Dr Shaila Jamal
Affiliate
About
As an urban researcher with training in geography and planning, Shaila brings multiple research experiences and projects to bear on transportation-related topics in North America and South Asia. Her research experience consists of her work as a postdoctoral fellow, a research coordinator, a graduate student, an independent consultant, and a researcher for a provincial health department in Canada and United Nations Development Programme in Bangladesh. Her research mostly revolves around the transportation of different socio-demographic groups, with a strong emphasis on equity and a justice-seeking population.
Shaila was involved in a diverse range of projects funded by the Social Sciences and Humanities Research Council of Canada (SSHRC), Canada Mortgage and Housing Corporation (CMHC), the University of Toronto and McMaster Co-Design Hub, and other agencies. She has applied statistical modelling, machine learning, spatial analysis, thematic analysis of qualitative data, and Evidence-based Co-Design to a wide variety of transportation and mobility-related topics. These include intergenerational heterogeneity in travel behaviour, impact of smartphone use on travel behaviour, well-being implications of COVID-19 on mobility, transport-related preferences and dilemmas during COVID-19, mobilities in suburban neighbourhoods, 15-minute cities in suburban contexts, preferred amenities of different racialized communities and their accessibility, and the public image of bicycling among immigrant and racialized youths.

Activity list
[1] Using the profile of Shaila Jamal, decide whether each statement agrees with it, answering yes or no and quoting the words that settle it: (a) Her research experience includes work for the United Nations Development Programme in Bangladesh. (b) Her training is in economics and law. (c) Her transportation research centers on Europe and Africa.
[2] Extend the profile of Shaila Jamal past its final sentence.
None of these lines plays any part in this.

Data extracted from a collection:
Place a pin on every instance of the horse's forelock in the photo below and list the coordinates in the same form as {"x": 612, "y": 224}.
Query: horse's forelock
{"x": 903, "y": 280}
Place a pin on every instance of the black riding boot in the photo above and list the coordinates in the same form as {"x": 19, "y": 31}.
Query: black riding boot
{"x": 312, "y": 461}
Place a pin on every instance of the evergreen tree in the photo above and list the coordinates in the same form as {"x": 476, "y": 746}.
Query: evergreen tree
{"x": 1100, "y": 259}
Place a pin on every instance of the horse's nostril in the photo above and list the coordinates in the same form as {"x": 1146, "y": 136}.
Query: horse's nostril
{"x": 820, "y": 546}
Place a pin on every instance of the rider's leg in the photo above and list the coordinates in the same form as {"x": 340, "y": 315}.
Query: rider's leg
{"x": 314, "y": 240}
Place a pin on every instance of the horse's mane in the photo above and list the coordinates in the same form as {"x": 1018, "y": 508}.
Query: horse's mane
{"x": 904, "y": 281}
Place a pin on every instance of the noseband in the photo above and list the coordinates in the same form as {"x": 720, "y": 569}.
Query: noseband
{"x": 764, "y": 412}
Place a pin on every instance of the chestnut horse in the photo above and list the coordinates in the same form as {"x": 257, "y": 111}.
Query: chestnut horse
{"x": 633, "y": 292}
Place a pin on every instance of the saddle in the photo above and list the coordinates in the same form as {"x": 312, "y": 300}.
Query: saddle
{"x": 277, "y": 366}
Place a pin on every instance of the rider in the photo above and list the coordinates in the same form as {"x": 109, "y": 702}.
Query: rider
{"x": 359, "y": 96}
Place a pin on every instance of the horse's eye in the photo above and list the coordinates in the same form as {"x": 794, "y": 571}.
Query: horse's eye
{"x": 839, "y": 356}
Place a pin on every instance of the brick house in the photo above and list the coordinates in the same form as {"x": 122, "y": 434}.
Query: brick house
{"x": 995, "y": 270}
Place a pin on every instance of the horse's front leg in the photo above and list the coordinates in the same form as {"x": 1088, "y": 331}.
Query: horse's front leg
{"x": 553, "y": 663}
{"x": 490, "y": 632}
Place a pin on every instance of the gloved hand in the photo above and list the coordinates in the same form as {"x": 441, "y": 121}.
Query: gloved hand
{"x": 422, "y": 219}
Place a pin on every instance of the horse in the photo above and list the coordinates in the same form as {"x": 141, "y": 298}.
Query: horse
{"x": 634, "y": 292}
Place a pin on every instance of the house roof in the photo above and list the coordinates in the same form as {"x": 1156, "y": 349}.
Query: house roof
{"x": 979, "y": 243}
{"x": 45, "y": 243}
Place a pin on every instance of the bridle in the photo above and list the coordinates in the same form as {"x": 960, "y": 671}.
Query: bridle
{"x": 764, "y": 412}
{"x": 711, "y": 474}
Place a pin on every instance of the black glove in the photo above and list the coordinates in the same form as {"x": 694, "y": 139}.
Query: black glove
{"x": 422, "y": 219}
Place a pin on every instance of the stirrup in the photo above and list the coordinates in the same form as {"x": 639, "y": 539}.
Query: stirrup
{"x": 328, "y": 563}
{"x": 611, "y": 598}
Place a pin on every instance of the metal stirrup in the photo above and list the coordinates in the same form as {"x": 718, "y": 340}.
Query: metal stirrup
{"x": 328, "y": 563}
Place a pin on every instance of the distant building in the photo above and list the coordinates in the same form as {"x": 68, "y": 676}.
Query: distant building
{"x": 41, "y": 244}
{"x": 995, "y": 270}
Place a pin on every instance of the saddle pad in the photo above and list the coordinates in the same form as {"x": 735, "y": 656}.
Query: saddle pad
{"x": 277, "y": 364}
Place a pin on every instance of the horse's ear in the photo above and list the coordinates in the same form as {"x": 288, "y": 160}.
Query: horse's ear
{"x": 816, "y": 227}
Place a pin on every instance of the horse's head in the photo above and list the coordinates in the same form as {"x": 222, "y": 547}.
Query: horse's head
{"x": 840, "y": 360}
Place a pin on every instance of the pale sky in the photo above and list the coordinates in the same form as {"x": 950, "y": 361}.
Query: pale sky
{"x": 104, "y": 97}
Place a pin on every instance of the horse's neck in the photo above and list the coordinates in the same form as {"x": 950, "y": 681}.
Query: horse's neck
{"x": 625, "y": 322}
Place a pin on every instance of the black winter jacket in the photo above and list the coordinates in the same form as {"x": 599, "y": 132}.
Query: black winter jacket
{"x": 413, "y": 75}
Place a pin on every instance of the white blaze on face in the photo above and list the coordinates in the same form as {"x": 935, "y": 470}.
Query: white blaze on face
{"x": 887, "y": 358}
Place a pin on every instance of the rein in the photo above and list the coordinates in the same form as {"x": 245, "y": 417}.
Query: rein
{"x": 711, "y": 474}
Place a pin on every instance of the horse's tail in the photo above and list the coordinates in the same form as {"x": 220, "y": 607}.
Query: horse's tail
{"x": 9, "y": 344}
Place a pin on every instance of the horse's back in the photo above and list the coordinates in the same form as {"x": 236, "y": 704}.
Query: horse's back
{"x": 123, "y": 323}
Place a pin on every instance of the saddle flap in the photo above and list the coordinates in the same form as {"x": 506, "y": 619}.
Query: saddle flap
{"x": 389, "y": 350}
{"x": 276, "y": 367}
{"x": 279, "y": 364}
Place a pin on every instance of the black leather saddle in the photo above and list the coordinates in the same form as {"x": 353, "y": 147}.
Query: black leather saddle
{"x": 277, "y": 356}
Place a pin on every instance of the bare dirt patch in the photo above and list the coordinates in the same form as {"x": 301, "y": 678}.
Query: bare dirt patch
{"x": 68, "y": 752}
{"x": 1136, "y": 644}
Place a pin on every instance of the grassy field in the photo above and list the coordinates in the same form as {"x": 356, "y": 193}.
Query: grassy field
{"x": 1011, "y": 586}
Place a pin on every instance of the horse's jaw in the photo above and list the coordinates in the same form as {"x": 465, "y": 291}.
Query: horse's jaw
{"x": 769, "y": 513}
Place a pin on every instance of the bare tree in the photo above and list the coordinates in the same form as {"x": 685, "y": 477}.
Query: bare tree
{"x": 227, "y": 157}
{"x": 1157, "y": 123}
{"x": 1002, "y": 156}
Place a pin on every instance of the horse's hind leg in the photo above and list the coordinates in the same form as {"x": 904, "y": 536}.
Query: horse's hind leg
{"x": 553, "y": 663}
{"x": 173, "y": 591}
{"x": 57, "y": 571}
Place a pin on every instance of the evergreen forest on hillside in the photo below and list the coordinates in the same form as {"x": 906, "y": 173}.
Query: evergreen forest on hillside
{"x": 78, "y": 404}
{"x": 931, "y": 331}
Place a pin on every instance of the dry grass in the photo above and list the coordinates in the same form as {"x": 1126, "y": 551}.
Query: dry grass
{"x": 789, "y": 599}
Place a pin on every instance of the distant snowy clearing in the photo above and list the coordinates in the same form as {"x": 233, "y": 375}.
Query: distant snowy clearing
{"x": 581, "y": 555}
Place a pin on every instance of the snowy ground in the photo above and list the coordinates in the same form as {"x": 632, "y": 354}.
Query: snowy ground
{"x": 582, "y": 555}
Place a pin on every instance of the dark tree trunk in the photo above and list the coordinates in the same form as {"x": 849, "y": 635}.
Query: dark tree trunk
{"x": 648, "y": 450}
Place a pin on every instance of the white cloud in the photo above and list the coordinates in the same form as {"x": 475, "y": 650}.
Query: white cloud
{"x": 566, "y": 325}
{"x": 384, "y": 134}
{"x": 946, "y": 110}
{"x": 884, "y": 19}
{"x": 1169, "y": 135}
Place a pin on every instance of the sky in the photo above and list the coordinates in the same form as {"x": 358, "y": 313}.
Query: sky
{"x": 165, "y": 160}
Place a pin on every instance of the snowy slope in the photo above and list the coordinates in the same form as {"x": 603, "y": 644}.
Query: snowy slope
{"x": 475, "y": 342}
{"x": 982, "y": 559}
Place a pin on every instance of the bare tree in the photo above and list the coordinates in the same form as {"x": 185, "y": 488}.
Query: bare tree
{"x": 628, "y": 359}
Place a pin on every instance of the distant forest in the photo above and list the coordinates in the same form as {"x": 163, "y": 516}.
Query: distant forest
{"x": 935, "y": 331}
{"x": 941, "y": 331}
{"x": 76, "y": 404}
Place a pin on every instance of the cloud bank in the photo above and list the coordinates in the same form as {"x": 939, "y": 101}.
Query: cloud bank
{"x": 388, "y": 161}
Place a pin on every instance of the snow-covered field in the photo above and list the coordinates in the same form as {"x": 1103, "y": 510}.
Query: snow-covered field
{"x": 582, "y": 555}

Expected results
[1]
(a) Yes: "a researcher for a provincial health department in Canada and United Nations Development Programme in Bangladesh"
(b) No: "with training in geography and planning"
(c) No: "transportation-related topics in North America and South Asia"

[2]
Current Research
Shaila's current research is supported by a Postdoctoral Fellowship from Social Science and Humanities Research Council (SSHRC) of Canada. This fellowship, which she jointly holds at the University of Oxford and the University of Toronto, is dedicated to exploring the transit experiences of recent immigrant older adults in Canada. The study will delve into the facilitators and barriers of their day-to-day mobility, with a specific focus on non-English-speaking immigrants. It will assess the role of various aspects, such as organizational, institutional, cultural, social, and personal, including their social networks, in facilitating their mobility in Canada. Her research approach will involve qualitative data collection and an evidence-based Codesign approach.
Publications
Jamal, S., & Paez, A. (2024). Exploring modal shift in non-active sustainable transport modes during the first wave of COVID-19 in Bangladesh. Multimodal Transportation, 3(2), 100130.
Jamal, S., Chowdhury, S., & Newbold, K. B. (2024). Do key informants and commuters share the same thoughts on modal shifts? Reflection from in-depth interviews conducted during COVID-19 in Dhaka, Bangladesh. Cities & Health, 1-5.
Jamal, S., & Paez, A. (2024). Socio-economic and demographic differences in the impact of COVID-19 on personal travel in the Global South. Transport Reviews, 44(2), 272-298.
Jamal, S., Menon, N., & Newbold, K. B. (2023). Equity implications of COVID-19 on older adults’ mobility: Evidence and examples from South Asia. In V. Van Acker, S. Choo & Mokhtarian, P. L. (Eds.), Advances in Transport Policy and Planning, Volume 12: Part 2: Wider transport and land use impacts of COVID-19. 1-40, Elsevier.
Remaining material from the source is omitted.